▶ **Selected excerpt**:
──────────────────────────────
From: Jeff Layton <jlayton@kernel.org>
To: Andrew Morton <akpm@linux-foundation.org>
Cc: Alexander Viro <viro@zeniv.linux.org.uk>,
Christian Brauner <brauner@kernel.org>, Jan Kara <jack@suse.cz>,
"Matthew Wilcox (Oracle)" <willy@infradead.org>,
David Hildenbrand <david@kernel.org>,
Lorenzo Stoakes <ljs@kernel.org>,
"Liam R. Howlett" <Liam.Howlett@oracle.com>,
Vlastimil Babka <vbabka@kernel.org>,
Mike Rapoport <rppt@kernel.org>,
Suren Baghdasaryan <surenb@google.com>,
Michal Hocko <mhocko@suse.com>,
Mike Snitzer <snitzer@kernel.org>, Jens Axboe <axboe@kernel.dk>,
Ritesh Harjani <ritesh.list@gmail.com>,
Christoph Hellwig <hch@infradead.org>,
Kairui Song <kasong@tencent.com>, Qi Zheng <qi.zheng@linux.dev>,
Shakeel Butt <shakeel.butt@linux.dev>,
Barry Song <baohua@kernel.org>,
Axel Rasmussen <axelrasmussen@google.com>,
Yuanchu Xie <yuanchu@google.com>, Wei Xu <weixugc@google.com>,
Steven Rostedt <rostedt@goodmis.org>,
Masami Hiramatsu <mhiramat@kernel.org>,
Mathieu Desnoyers <mathieu.desnoyers@efficios.com>,
Chuck Lever <chuck.lever@oracle.com>,
linux-fsdevel@vger.kernel.org, linux-kernel@vger.kernel.org,
linux-nfs@vger.kernel.org, linux-mm@kvack.org,
linux-trace-kernel@vger.kernel.org
Subject: Re: [PATCH v3 2/4] mm: kick writeback flusher for IOCB_DONTCACHE with targeted dirty tracking
Date: Sun, 26 Apr 2026 14:25:36 -0400 [thread overview]
Message-ID: <c40b691f76e6d397b889b4ee27e43490320660f1.camel@kernel.org> (raw)
In-Reply-To: <20260426052854.8372fb9d4c616f16a8aa0a0f@linux-foundation.org>
On Sun, 2026-04-26 at 05:28 -0700, Andrew Morton wrote:
> Naive questions...
──────────────────────────────
▶ **Data provided**:

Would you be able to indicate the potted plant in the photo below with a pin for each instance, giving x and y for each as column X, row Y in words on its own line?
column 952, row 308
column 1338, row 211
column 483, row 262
──────────────────────────────
▶ **Required task**: When was the mailing-list reply about kicking the writeback flusher for IOCB_DONTCACHE sent?

▶ **Full output**: Sun, 26 Apr 2026 14:25:36 -0400